▶ **Supplied material**

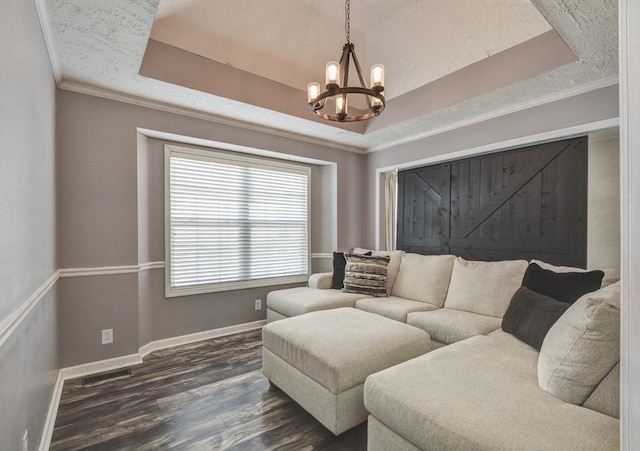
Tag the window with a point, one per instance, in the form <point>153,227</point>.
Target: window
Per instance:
<point>233,222</point>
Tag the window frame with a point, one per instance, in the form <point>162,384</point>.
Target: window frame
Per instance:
<point>226,157</point>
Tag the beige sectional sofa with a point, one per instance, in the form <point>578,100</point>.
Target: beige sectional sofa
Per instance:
<point>484,388</point>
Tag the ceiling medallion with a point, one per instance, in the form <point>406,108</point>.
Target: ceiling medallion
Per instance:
<point>337,89</point>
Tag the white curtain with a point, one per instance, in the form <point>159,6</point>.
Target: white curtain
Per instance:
<point>390,184</point>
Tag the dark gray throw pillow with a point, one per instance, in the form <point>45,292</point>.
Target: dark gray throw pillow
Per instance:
<point>530,315</point>
<point>563,286</point>
<point>339,262</point>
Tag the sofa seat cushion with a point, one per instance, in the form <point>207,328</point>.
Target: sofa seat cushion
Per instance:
<point>300,300</point>
<point>482,393</point>
<point>424,278</point>
<point>340,348</point>
<point>393,307</point>
<point>484,287</point>
<point>449,326</point>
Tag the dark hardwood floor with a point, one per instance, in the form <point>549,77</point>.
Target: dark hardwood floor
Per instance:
<point>209,395</point>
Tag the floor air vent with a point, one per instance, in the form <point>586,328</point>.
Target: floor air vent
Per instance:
<point>90,380</point>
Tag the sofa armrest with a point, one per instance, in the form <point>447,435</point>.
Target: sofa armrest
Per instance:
<point>321,280</point>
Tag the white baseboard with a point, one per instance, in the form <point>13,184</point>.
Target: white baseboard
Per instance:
<point>199,336</point>
<point>122,362</point>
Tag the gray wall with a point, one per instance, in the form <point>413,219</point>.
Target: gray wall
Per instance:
<point>603,221</point>
<point>28,342</point>
<point>110,205</point>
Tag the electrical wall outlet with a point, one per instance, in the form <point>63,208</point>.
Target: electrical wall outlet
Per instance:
<point>107,336</point>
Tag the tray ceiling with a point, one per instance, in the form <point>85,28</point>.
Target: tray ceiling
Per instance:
<point>249,61</point>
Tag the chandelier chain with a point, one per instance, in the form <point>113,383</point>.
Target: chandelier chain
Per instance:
<point>347,20</point>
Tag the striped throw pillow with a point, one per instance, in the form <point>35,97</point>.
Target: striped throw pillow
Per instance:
<point>365,274</point>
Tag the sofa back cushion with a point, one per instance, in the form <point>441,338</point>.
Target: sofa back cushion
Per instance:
<point>582,347</point>
<point>395,258</point>
<point>484,287</point>
<point>424,278</point>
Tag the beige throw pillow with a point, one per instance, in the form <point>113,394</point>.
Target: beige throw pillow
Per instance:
<point>424,278</point>
<point>484,287</point>
<point>582,347</point>
<point>393,267</point>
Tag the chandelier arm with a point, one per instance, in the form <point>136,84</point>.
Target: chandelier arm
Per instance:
<point>363,82</point>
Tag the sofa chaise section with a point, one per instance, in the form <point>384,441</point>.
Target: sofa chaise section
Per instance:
<point>479,393</point>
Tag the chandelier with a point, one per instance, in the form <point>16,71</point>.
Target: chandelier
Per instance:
<point>337,89</point>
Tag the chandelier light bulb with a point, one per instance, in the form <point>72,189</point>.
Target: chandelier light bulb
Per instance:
<point>377,76</point>
<point>341,105</point>
<point>332,73</point>
<point>313,90</point>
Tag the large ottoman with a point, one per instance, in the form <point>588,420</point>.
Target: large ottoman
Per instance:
<point>321,359</point>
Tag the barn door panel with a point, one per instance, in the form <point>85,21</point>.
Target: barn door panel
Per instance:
<point>528,203</point>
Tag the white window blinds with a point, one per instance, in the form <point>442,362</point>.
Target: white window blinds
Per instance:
<point>235,222</point>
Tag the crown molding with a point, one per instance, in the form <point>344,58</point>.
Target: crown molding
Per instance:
<point>539,101</point>
<point>195,114</point>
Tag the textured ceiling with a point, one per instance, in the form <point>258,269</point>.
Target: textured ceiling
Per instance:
<point>427,46</point>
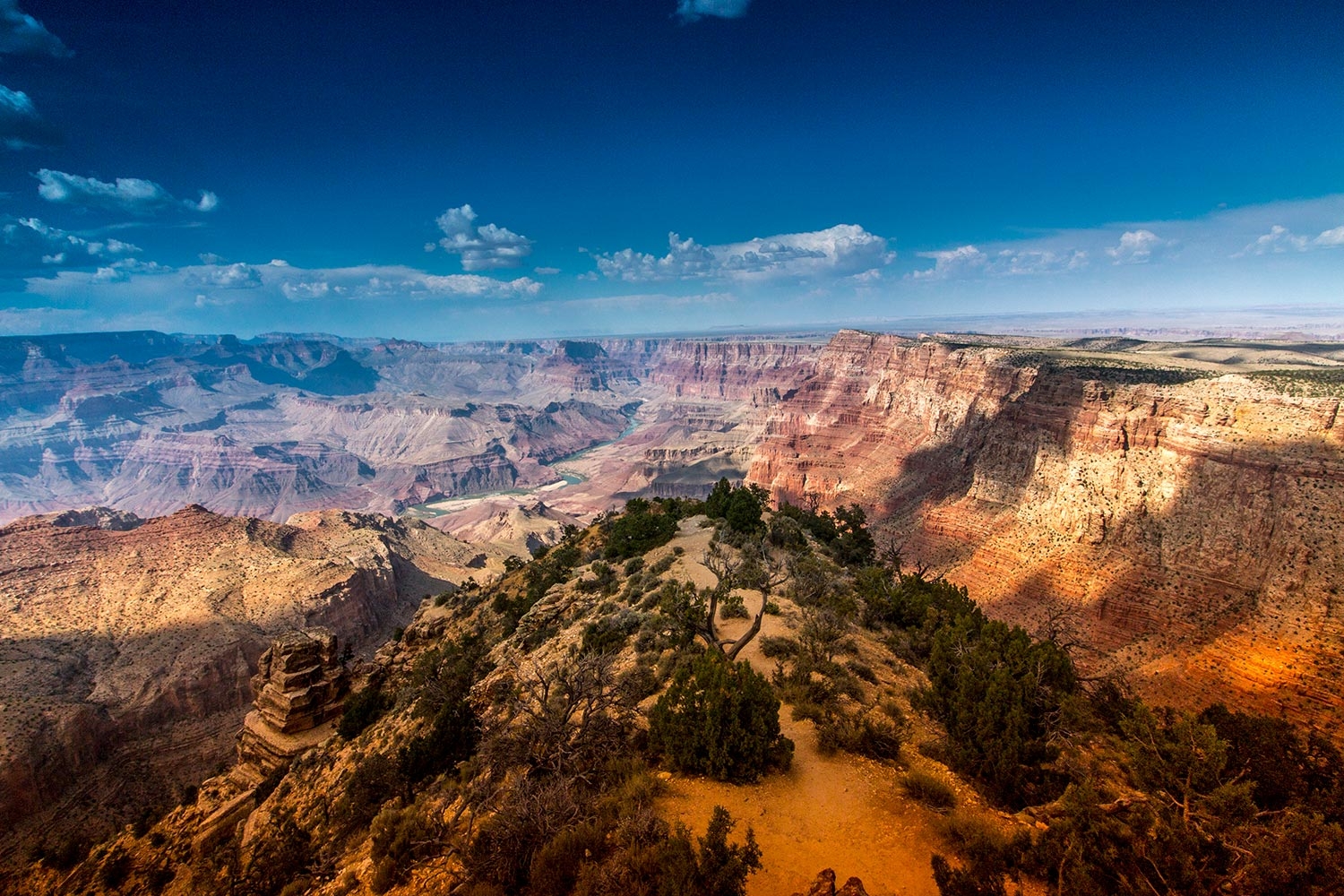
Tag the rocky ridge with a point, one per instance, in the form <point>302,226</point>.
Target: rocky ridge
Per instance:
<point>128,653</point>
<point>1185,530</point>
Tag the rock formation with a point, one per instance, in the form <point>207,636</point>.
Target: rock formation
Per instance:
<point>300,686</point>
<point>825,885</point>
<point>128,653</point>
<point>1187,530</point>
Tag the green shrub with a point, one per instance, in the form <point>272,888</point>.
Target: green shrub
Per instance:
<point>362,710</point>
<point>722,719</point>
<point>871,737</point>
<point>639,530</point>
<point>930,790</point>
<point>733,606</point>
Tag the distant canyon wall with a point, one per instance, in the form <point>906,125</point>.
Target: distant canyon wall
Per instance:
<point>1188,530</point>
<point>126,653</point>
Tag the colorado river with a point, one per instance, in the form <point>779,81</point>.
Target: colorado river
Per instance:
<point>452,504</point>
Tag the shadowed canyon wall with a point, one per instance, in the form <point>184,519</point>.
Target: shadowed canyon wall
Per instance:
<point>1187,532</point>
<point>126,654</point>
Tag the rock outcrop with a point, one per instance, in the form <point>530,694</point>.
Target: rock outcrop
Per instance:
<point>128,653</point>
<point>825,885</point>
<point>1185,530</point>
<point>300,688</point>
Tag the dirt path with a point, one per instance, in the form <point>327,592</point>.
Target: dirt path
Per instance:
<point>838,812</point>
<point>827,812</point>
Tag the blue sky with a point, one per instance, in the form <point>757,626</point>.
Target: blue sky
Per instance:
<point>494,169</point>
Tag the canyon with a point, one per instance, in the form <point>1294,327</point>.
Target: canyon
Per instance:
<point>1175,524</point>
<point>128,651</point>
<point>1172,511</point>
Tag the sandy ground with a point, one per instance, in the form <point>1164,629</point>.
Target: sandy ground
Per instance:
<point>827,812</point>
<point>838,812</point>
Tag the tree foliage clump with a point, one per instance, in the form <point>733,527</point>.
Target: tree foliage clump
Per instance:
<point>844,533</point>
<point>722,719</point>
<point>996,691</point>
<point>639,530</point>
<point>445,678</point>
<point>738,505</point>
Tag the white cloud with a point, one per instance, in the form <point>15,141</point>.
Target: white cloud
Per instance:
<point>29,241</point>
<point>968,263</point>
<point>696,10</point>
<point>1137,247</point>
<point>125,269</point>
<point>21,125</point>
<point>838,252</point>
<point>487,247</point>
<point>237,276</point>
<point>1279,239</point>
<point>392,281</point>
<point>21,34</point>
<point>126,194</point>
<point>964,261</point>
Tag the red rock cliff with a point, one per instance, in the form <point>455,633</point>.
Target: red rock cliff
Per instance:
<point>1191,528</point>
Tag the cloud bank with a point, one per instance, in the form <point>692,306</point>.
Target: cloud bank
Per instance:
<point>22,35</point>
<point>838,252</point>
<point>21,125</point>
<point>126,194</point>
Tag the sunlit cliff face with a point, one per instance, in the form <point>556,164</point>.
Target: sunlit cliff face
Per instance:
<point>1185,530</point>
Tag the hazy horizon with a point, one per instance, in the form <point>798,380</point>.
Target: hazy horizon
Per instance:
<point>539,171</point>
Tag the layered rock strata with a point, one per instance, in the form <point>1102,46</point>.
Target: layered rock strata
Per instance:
<point>126,654</point>
<point>300,688</point>
<point>1187,530</point>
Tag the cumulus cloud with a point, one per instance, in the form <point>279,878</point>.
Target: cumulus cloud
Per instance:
<point>1137,247</point>
<point>968,263</point>
<point>21,125</point>
<point>125,269</point>
<point>22,35</point>
<point>695,10</point>
<point>237,276</point>
<point>838,252</point>
<point>29,242</point>
<point>487,247</point>
<point>1281,239</point>
<point>132,195</point>
<point>392,281</point>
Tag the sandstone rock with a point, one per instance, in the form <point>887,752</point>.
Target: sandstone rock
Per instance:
<point>1188,530</point>
<point>825,885</point>
<point>128,653</point>
<point>300,686</point>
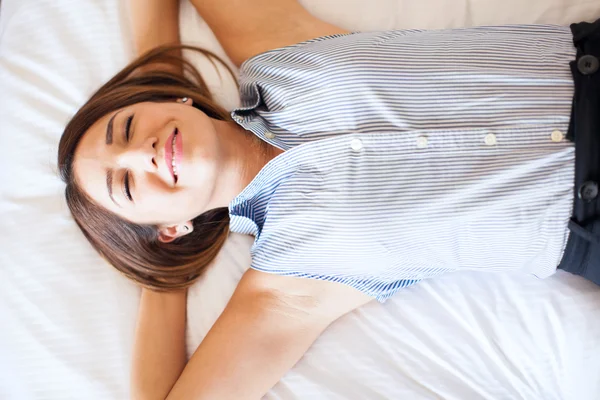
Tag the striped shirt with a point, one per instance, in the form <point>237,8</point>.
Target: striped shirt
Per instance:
<point>409,154</point>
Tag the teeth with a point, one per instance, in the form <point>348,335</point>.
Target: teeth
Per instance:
<point>173,159</point>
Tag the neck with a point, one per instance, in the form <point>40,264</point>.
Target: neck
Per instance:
<point>243,155</point>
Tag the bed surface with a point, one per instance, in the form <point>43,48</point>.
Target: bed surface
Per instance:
<point>68,319</point>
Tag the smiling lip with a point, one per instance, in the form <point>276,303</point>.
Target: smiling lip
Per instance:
<point>178,155</point>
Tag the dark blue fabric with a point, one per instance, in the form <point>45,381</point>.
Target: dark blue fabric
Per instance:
<point>582,254</point>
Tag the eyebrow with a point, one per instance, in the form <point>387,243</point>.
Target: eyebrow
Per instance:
<point>109,179</point>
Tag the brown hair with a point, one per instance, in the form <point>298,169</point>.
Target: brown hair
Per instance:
<point>132,248</point>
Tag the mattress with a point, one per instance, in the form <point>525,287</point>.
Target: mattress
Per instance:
<point>68,318</point>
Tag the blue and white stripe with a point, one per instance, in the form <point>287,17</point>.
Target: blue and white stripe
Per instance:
<point>409,154</point>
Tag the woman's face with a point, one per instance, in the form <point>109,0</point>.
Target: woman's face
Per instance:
<point>150,163</point>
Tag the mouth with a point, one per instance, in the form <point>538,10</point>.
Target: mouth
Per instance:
<point>174,154</point>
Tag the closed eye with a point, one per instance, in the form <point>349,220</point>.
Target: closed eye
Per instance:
<point>128,128</point>
<point>126,186</point>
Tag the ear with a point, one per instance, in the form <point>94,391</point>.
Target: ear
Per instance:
<point>185,100</point>
<point>167,234</point>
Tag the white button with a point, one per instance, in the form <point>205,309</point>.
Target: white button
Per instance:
<point>422,142</point>
<point>356,144</point>
<point>557,136</point>
<point>490,139</point>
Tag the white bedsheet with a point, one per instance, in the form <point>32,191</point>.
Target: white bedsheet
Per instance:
<point>67,318</point>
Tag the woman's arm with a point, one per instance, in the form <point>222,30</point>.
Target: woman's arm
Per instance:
<point>265,329</point>
<point>154,23</point>
<point>159,351</point>
<point>249,27</point>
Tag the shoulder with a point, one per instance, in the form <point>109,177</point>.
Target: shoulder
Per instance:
<point>292,294</point>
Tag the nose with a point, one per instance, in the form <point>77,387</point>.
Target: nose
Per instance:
<point>139,156</point>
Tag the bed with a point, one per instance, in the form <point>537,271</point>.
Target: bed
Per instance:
<point>68,319</point>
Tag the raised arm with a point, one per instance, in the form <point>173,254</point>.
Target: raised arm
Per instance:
<point>249,27</point>
<point>265,329</point>
<point>154,23</point>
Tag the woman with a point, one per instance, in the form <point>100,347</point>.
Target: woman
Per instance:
<point>363,161</point>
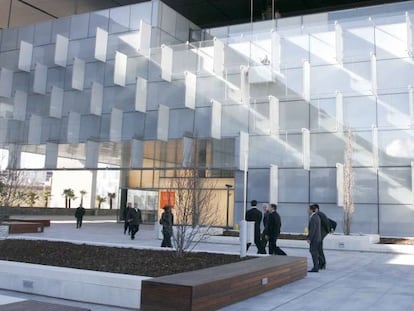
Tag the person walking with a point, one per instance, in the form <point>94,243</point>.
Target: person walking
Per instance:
<point>266,213</point>
<point>325,230</point>
<point>273,230</point>
<point>126,221</point>
<point>134,219</point>
<point>314,236</point>
<point>253,214</point>
<point>79,213</point>
<point>167,222</point>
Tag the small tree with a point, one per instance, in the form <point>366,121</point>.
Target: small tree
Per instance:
<point>111,196</point>
<point>100,200</point>
<point>46,195</point>
<point>82,192</point>
<point>194,214</point>
<point>31,198</point>
<point>348,184</point>
<point>69,196</point>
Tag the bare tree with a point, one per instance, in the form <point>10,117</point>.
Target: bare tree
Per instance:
<point>348,184</point>
<point>11,183</point>
<point>194,212</point>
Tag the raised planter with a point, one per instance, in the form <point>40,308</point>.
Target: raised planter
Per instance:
<point>105,288</point>
<point>354,242</point>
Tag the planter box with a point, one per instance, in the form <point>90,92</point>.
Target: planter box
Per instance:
<point>4,231</point>
<point>105,288</point>
<point>355,242</point>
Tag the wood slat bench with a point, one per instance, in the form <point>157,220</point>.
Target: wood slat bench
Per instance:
<point>23,227</point>
<point>43,222</point>
<point>31,305</point>
<point>211,288</point>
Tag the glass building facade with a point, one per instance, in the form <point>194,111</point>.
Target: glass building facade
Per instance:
<point>121,95</point>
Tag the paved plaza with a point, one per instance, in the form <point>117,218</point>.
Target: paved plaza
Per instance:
<point>352,281</point>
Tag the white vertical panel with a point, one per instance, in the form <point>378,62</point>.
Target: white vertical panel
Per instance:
<point>96,98</point>
<point>218,59</point>
<point>3,130</point>
<point>61,50</point>
<point>101,44</point>
<point>215,119</point>
<point>40,79</point>
<point>120,68</point>
<point>56,102</point>
<point>242,152</point>
<point>20,104</point>
<point>92,154</point>
<point>137,153</point>
<point>306,80</point>
<point>374,85</point>
<point>374,146</point>
<point>35,130</point>
<point>276,49</point>
<point>274,184</point>
<point>73,127</point>
<point>78,74</point>
<point>167,55</point>
<point>52,150</point>
<point>141,95</point>
<point>306,148</point>
<point>244,85</point>
<point>115,131</point>
<point>410,34</point>
<point>163,122</point>
<point>339,43</point>
<point>339,184</point>
<point>190,89</point>
<point>411,104</point>
<point>188,144</point>
<point>6,81</point>
<point>274,115</point>
<point>144,38</point>
<point>14,156</point>
<point>339,102</point>
<point>412,182</point>
<point>25,56</point>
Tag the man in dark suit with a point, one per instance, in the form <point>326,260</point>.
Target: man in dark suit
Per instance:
<point>134,219</point>
<point>314,236</point>
<point>325,229</point>
<point>272,230</point>
<point>253,214</point>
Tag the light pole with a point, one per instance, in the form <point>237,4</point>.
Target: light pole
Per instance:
<point>228,198</point>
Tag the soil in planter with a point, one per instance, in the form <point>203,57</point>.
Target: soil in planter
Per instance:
<point>109,259</point>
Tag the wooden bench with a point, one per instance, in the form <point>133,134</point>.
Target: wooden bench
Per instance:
<point>23,227</point>
<point>31,305</point>
<point>212,288</point>
<point>43,222</point>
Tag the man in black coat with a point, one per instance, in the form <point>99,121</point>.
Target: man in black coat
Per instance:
<point>134,219</point>
<point>253,214</point>
<point>325,229</point>
<point>126,222</point>
<point>272,230</point>
<point>80,211</point>
<point>314,236</point>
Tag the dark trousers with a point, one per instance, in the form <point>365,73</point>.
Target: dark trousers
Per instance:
<point>272,246</point>
<point>166,241</point>
<point>134,230</point>
<point>79,222</point>
<point>314,250</point>
<point>127,227</point>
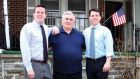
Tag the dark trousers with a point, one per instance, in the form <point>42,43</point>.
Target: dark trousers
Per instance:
<point>94,68</point>
<point>58,75</point>
<point>42,71</point>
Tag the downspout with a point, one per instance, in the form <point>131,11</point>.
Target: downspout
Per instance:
<point>6,24</point>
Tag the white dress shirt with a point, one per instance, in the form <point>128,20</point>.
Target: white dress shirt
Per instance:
<point>103,41</point>
<point>31,43</point>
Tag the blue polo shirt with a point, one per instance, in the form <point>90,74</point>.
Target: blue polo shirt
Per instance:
<point>67,51</point>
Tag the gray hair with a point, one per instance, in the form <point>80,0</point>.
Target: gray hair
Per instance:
<point>68,13</point>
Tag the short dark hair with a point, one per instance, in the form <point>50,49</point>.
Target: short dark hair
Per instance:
<point>96,10</point>
<point>39,6</point>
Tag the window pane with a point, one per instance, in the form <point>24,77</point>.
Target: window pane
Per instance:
<point>76,5</point>
<point>51,4</point>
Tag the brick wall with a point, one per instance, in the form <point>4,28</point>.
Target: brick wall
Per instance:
<point>17,18</point>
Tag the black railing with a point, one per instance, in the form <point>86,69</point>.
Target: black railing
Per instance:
<point>14,32</point>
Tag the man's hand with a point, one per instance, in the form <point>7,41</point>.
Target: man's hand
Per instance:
<point>55,30</point>
<point>31,74</point>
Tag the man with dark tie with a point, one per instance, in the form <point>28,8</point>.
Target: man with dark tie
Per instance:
<point>99,47</point>
<point>34,45</point>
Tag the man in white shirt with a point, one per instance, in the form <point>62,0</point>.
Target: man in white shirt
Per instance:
<point>31,45</point>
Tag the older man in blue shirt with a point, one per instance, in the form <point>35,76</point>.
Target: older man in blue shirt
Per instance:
<point>99,47</point>
<point>67,47</point>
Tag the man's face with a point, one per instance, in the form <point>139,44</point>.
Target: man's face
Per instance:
<point>39,14</point>
<point>68,21</point>
<point>94,18</point>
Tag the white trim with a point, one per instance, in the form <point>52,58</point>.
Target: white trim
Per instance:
<point>134,24</point>
<point>27,11</point>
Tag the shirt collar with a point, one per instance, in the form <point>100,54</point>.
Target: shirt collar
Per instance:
<point>96,26</point>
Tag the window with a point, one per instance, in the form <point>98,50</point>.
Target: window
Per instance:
<point>76,5</point>
<point>51,4</point>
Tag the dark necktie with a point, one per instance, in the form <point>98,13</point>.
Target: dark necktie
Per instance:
<point>92,43</point>
<point>45,53</point>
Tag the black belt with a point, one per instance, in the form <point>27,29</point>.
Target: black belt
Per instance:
<point>98,59</point>
<point>38,61</point>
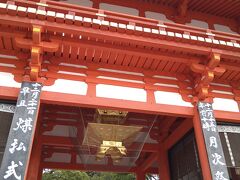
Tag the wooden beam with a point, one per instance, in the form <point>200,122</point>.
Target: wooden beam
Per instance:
<point>69,142</point>
<point>148,162</point>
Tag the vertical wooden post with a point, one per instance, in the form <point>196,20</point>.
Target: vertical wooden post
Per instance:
<point>163,163</point>
<point>201,146</point>
<point>15,162</point>
<point>40,171</point>
<point>34,168</point>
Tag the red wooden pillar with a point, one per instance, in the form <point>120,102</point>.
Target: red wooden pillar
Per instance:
<point>140,175</point>
<point>164,172</point>
<point>201,146</point>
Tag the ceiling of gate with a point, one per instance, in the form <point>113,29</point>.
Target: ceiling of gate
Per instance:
<point>223,8</point>
<point>87,39</point>
<point>65,130</point>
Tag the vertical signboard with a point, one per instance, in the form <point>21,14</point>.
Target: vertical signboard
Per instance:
<point>17,151</point>
<point>212,140</point>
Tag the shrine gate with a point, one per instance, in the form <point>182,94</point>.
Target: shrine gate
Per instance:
<point>140,86</point>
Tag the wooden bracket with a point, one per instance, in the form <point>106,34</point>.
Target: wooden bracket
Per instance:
<point>207,74</point>
<point>37,48</point>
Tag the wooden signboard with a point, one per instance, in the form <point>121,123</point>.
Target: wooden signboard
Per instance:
<point>19,143</point>
<point>212,140</point>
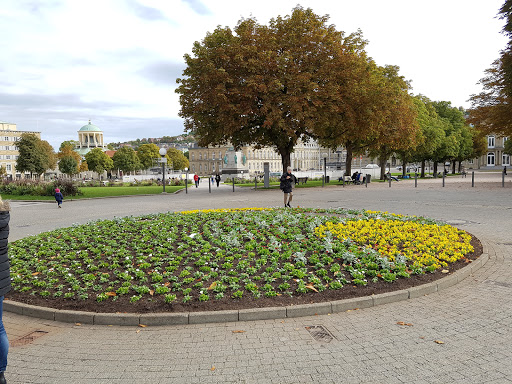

▶ **Written task**
Arrange the lines from the one containing "Tag the shrine" through the end of the material as a JSON list of strings, one string per line. Skip blank lines and leave out the pictures.

▶ **Result**
[
  "Tag the shrine gate with a point, one per instance, in the form <point>182,94</point>.",
  "Target: shrine gate",
  "Per instance:",
  "<point>140,86</point>",
  "Tag the wooden bracket with a point, one per instance, in the form <point>106,34</point>.",
  "Target: wooden bracket",
  "Per instance:",
  "<point>207,74</point>",
  "<point>37,48</point>",
  "Tag the wooden signboard with a point, one per instance, in the form <point>121,123</point>.",
  "Target: wooden signboard",
  "Per instance:",
  "<point>19,143</point>",
  "<point>212,140</point>"
]